Withheld: web_fetch / any network retrieval — the agent only sees the repository at base_commit and the issue text (no internet, no lookup of SWE-bench solutions). No use of FAIL_TO_PASS / PASS_TO_PASS / hints.
Cost: ≈ $15 for the full 300-instance run (>95% prompt-cache hit) — roughly $0.05 / instance.

Results by repository

Repository	Resolved	Rate
django/django	80 / 114	70%
scikit-learn/scikit-learn	16 / 23	70%
matplotlib/matplotlib	13 / 23	57%
sympy/sympy	43 / 77	56%
pytest-dev/pytest	9 / 17	53%
sphinx-doc/sphinx	9 / 16	56%
astropy/astropy	3 / 6	50%
psf/requests	3 / 6	50%
pylint-dev/pylint	2 / 6	33%
pydata/xarray	2 / 5	40%
mwaskom/seaborn	4 / 4	100%
pallets/flask	0 / 3	0%

Evaluation & reproduction

Predictions were generated one isolated worktree per instance, then graded with the unmodified official harness: python -m swebench.harness.run_evaluation --dataset_name SWE-bench/SWE-bench_Lite --split test --predictions_path all_preds.jsonl --run_id flamra-lite-300. Per-instance verdicts were cross-checked against a second (cloud-Docker) run and matched. Compliance: pass@1, no SWE-bench test knowledge, no web browsing.

### What to produce:
Carry on the SWE-bench Lite evaluation report above from the point at which it ends.

### Collected material:
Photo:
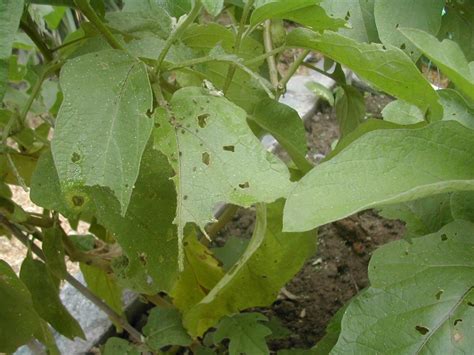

### Answer to this task:
Limitations

10 of 300 instances produced an empty patch (the agent generated no fix); these count as unresolved and are the clearest near-term headroom. SWE-bench Lite is a mature, widely published benchmark — like all high-scoring systems, results should be read with standard train-data-contamination caveats. We make no claim of novelty beyond the harness + model pairing.

Reproduction artifacts (predictions, per-instance reasoning traces, and official harness logs) are part of the SWE-bench leaderboard submission.